** Start Source excerpt **

RAISED LETTERING AND DESIGNS: These increase the value and the appeal of old bottles.

INSULATORS

Telephone and telegraph wires have been strung from glass insulators—to prevent current leakage—almost from the time the wires were invented (telegraph insulators date back to 1844 or 1845, and telephone insulators to 1876).

Like bottles, glass insulators come in a variety of colors and shapes. You may find them in blue, deep green, or aqua-green glass, sun-colored amethyst, white milk glass and—if you're lucky—even in carnival or cranberry glass.

The bell-shaped glasses were molded in a variety of sizes and shapes. Some have inner "skirts", while others have just the outer bell. Some feature sharp or rounded drop-points on the bottom—meant to cause moisture to drip to the ground instead of seeping inside the glass—and others have smooth bottoms.

The value of insulators—like bottles—depends on age, scarcity, color and beauty. Values range from $2 or $3 for the more common insulators to the rare types that bring $25, $35 or more.

You're not likely to find these insulators in dumps because they were usually dropped along the lines when they were replaced. In many cases, the entire wire was abandoned and the insulators are still on the old unused lines along poles or buildings.

BARBED WIRE

Joseph Glidden, an Illinois settler, first saw the need for lightweight fencing and—with his wife's help—used a farm kitchen coffee mill to fasten bits of twisted metal to a long strand of wire.

The use of barbed wire then grew rapidly and the fencing played a bloody role in the cattleman-farmer range wars which raged throughout the late 1800's. Today, the history and many variations of the fencing fascinate collectors who buy 18-inch "sticks" of the old wire.

** End Source excerpt **
** Start Source data **

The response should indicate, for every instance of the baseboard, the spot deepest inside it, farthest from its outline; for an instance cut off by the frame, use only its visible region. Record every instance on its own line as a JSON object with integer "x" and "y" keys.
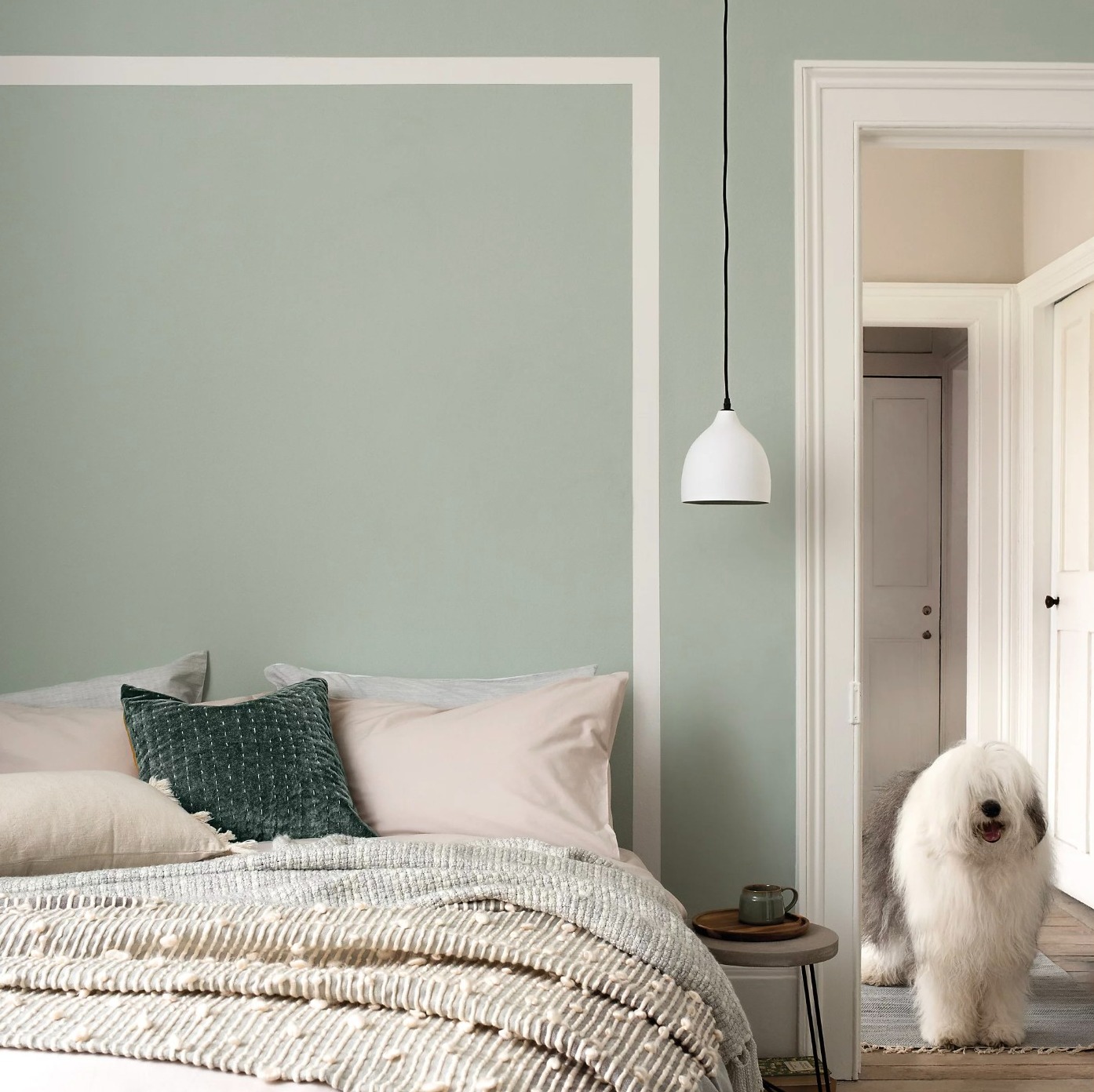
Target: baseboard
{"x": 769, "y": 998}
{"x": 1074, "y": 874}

** End Source data **

• **Exercise details**
Rewrite the insulator and barbed-wire text, starting with "The value of" and going on through "strand of wire.", putting "junkyards" in place of "dumps".

• **Written solution**
The value of insulators—like bottles—depends on age, scarcity, color and beauty. Values range from $2 or $3 for the more common insulators to the rare types that bring $25, $35 or more.

You're not likely to find these insulators in junkyards because they were usually dropped along the lines when they were replaced. In many cases, the entire wire was abandoned and the insulators are still on the old unused lines along poles or buildings.

BARBED WIRE

Joseph Glidden, an Illinois settler, first saw the need for lightweight fencing and—with his wife's help—used a farm kitchen coffee mill to fasten bits of twisted metal to a long strand of wire.